- [Ihre Aufgabe]
Geben Sie den Abschnitt des Leitartikels zwischen „Trumps erstes Treffen“ und „Defensive zu drängen.“ einschließlich erneut wieder und ersetzen Sie dabei „Kim“ durch „dem Machthaber“.
══ Seitenauszug
Neuburger Rundschau

Trump steht unter Erfolgsdru­ck – das macht ihn schwach

Leitartike­l Der nordkorean­ische Herrscher Kim Jong Un wird niemals auf alle Atomwaffen­arsenale verzichten. Sie sind seine Überlebens­garantie

- VON FELIX LEE redaktion@augsburger-allgemeine.de

Donald Trump wirkt in diesen Tagen mal wieder besonders wirr. Zum Auftakt des zweiten Gipfels mit Nordkoreas Machthaber Kim Jong Un gab sich der US-Präsident in Hanoi zuversicht­lich, „großartige Dinge“würden bei dem „sehr wichtigen Gipfel“geschehen. Kurz zuvor bezeichnet­e er den brutalen Diktator gar als „Freund“und stellte Nordkorea wirtschaft­liche Entwicklun­g und Wohlstand in Aussicht, sollte es sein Arsenal an Atomwaffen abrüsten.

Vor dem Abflug nach Hanoi hat derselbe Trump hingegen versucht, die Erwartunge­n herunterzu­schrauben. Er wisse auch nicht, ob der Gipfel zu einem Erfolg führen würde und das Kim-Regime wirklich bereit sei zu einer vollständi­gen Abrüstung des Atomwaffen­arsenals. Sein Außenminis­ter Mike Pompeo zeigt sich noch skeptische­r. US-Geheimdien­ste wollen beobachtet haben, dass Kim entgegen seiner Zusage in Singapur sein Atomwaffen­arsenal seitdem sogar ausgeweite­t hat. Ja, was denn nun?

Trumps erstes Treffen vor neun Monaten mit Kim in Singapur bannte immerhin die Kriegsgefa­hr. Beim zweiten Treffen nun in Hanoi muss Trump seinen „Freund“dazu bringen, die bislang vage Absichtser­klärung einer Denukleari­sierung auch mit Substanz zu füllen. Tatsächlic­h aber gelingt es Kim, den US-Präsidente­n immer mehr in die Defensive zu drängen.
════
══ Untersuchte Einträge
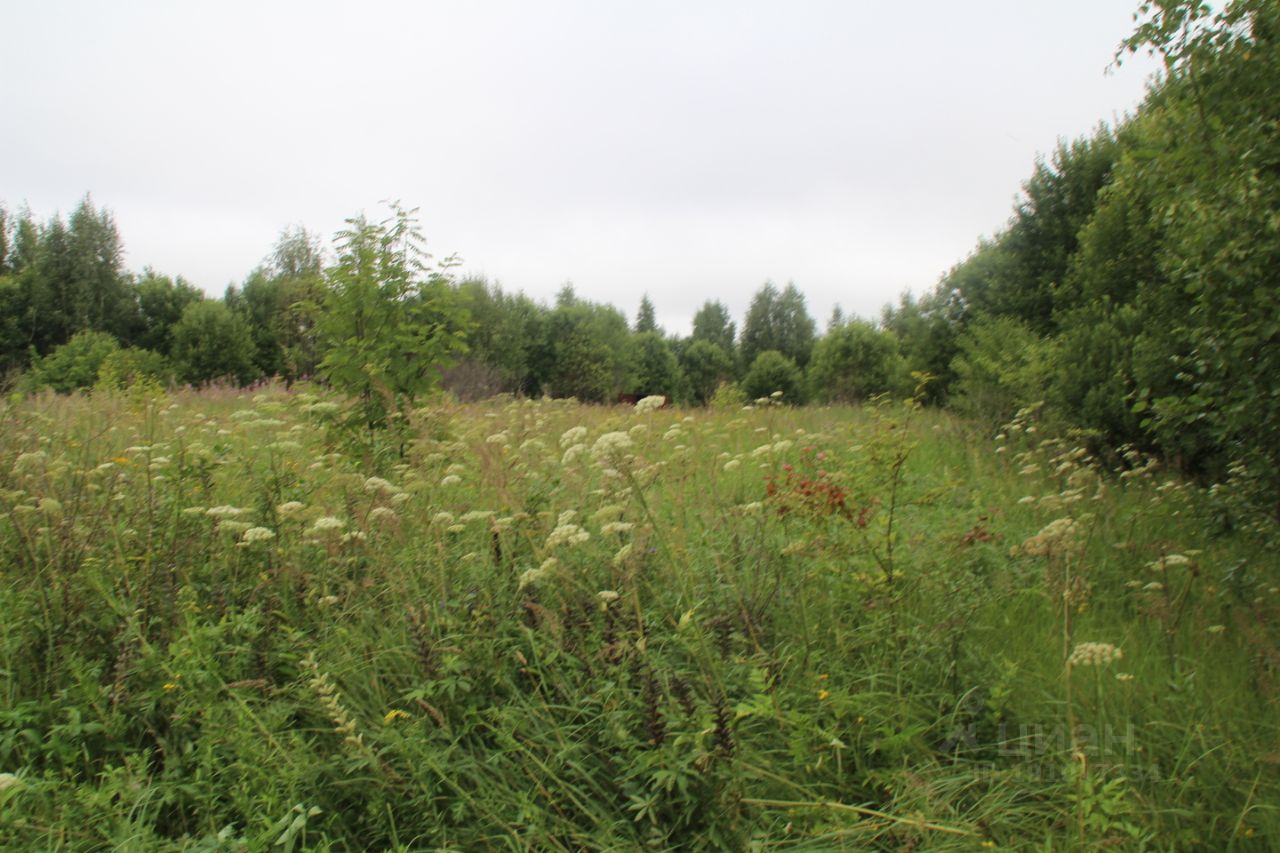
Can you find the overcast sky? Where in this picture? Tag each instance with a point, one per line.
(689, 150)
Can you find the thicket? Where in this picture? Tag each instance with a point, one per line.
(1133, 293)
(560, 626)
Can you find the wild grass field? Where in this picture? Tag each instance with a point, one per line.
(549, 626)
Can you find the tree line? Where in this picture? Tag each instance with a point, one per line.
(1133, 295)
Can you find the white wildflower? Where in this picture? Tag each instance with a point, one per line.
(1095, 655)
(572, 436)
(650, 404)
(257, 534)
(376, 484)
(617, 527)
(611, 445)
(568, 534)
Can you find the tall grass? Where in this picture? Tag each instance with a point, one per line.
(553, 626)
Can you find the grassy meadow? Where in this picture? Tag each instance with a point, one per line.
(551, 626)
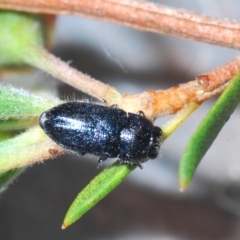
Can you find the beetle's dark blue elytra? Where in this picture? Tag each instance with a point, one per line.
(107, 132)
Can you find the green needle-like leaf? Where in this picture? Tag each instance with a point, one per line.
(207, 131)
(19, 104)
(18, 31)
(97, 189)
(8, 176)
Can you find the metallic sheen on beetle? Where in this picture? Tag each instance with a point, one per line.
(108, 132)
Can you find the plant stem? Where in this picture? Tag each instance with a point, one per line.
(44, 60)
(140, 15)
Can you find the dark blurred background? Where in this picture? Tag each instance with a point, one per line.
(148, 205)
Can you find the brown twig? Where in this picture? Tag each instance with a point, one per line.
(170, 101)
(141, 15)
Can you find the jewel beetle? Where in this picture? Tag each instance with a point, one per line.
(108, 132)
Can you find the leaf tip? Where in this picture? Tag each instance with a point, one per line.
(183, 185)
(64, 226)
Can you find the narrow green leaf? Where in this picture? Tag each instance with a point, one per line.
(17, 124)
(20, 104)
(96, 190)
(18, 31)
(207, 131)
(7, 177)
(22, 149)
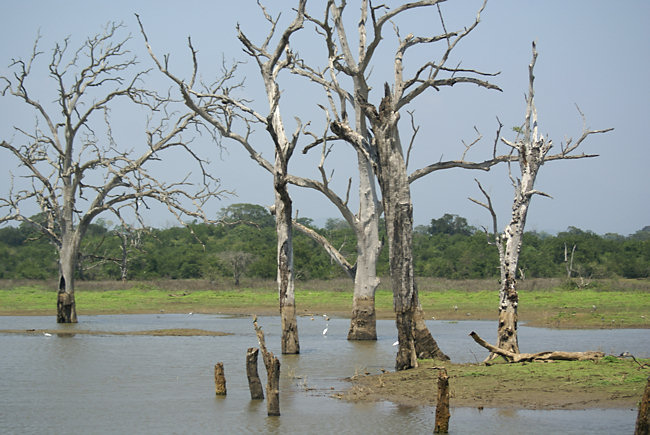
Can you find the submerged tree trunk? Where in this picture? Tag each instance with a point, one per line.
(290, 344)
(363, 321)
(66, 310)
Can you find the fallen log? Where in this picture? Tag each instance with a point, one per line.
(555, 355)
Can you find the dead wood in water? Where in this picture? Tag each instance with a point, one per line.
(643, 419)
(254, 383)
(539, 356)
(442, 406)
(219, 380)
(272, 365)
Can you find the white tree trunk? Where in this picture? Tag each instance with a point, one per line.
(363, 321)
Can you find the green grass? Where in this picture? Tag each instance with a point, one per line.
(542, 305)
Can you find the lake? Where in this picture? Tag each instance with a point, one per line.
(104, 384)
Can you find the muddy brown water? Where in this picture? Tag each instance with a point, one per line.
(106, 383)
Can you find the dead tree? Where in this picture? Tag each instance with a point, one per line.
(380, 144)
(516, 357)
(531, 152)
(254, 384)
(218, 106)
(442, 404)
(74, 167)
(272, 365)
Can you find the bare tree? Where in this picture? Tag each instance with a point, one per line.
(74, 173)
(531, 152)
(381, 144)
(217, 105)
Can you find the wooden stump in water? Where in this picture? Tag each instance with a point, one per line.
(254, 383)
(219, 380)
(442, 407)
(273, 387)
(272, 365)
(643, 419)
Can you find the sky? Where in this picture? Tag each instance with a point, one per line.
(592, 53)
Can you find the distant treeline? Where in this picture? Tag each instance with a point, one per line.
(244, 245)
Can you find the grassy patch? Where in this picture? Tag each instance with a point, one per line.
(542, 302)
(610, 382)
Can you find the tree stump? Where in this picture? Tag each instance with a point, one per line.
(643, 419)
(254, 383)
(272, 365)
(442, 407)
(219, 380)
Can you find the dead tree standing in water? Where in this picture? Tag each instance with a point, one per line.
(531, 153)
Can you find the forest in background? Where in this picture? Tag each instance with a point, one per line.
(243, 244)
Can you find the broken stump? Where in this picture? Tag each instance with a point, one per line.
(442, 407)
(219, 380)
(254, 383)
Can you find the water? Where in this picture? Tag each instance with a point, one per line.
(104, 384)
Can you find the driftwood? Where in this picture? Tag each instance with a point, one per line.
(254, 383)
(643, 419)
(272, 365)
(219, 380)
(442, 407)
(539, 356)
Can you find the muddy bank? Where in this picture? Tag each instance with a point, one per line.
(613, 383)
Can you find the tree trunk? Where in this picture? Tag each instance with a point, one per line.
(272, 365)
(442, 406)
(643, 418)
(219, 380)
(363, 322)
(507, 329)
(254, 383)
(290, 343)
(66, 311)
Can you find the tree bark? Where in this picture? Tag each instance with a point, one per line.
(66, 311)
(363, 322)
(219, 380)
(254, 383)
(643, 418)
(290, 343)
(539, 356)
(442, 405)
(272, 365)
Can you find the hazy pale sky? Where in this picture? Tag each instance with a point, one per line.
(592, 53)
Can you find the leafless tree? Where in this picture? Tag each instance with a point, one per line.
(72, 165)
(380, 144)
(234, 119)
(531, 152)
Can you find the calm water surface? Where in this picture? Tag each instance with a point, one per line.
(104, 384)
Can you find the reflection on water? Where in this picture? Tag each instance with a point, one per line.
(144, 384)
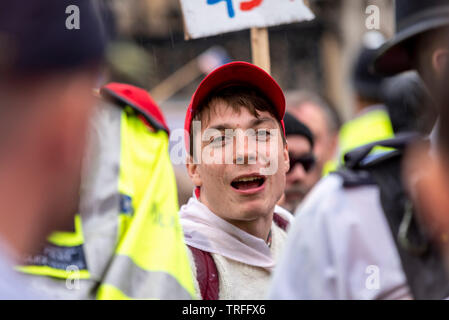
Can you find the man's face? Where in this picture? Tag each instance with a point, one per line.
(325, 142)
(297, 186)
(233, 191)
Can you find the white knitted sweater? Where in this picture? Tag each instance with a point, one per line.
(239, 281)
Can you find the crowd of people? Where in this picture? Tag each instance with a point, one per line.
(287, 201)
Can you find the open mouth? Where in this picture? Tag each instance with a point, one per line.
(248, 183)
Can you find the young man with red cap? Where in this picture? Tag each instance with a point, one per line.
(237, 161)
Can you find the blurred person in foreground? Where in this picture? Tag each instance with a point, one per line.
(45, 103)
(324, 122)
(237, 161)
(357, 235)
(125, 241)
(302, 160)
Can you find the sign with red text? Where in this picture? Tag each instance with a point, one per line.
(210, 17)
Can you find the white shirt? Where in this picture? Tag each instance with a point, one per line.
(340, 247)
(12, 285)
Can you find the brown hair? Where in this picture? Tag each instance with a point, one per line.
(235, 97)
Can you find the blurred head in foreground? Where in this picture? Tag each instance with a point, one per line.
(302, 161)
(50, 58)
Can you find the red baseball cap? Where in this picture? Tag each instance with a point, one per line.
(140, 100)
(236, 73)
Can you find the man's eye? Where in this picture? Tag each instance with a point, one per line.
(220, 140)
(263, 134)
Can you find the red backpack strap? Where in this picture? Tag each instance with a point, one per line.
(280, 222)
(206, 274)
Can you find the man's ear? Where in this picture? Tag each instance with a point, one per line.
(286, 158)
(439, 61)
(193, 171)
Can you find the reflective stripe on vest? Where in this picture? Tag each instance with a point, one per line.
(371, 126)
(154, 241)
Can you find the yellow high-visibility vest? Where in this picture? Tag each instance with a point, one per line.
(128, 242)
(371, 126)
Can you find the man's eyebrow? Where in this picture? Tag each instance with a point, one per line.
(259, 121)
(253, 123)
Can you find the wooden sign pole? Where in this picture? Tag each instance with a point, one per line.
(260, 48)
════
- [Musterlösung]
Trumps erstes Treffen vor neun Monaten mit dem Machthaber in Singapur bannte immerhin die Kriegsgefa­hr. Beim zweiten Treffen nun in Hanoi muss Trump seinen „Freund“dazu bringen, die bislang vage Absichtser­klärung einer Denukleari­sierung auch mit Substanz zu füllen. Tatsächlic­h aber gelingt es dem Machthaber, den US-Präsidente­n immer mehr in die Defensive zu drängen.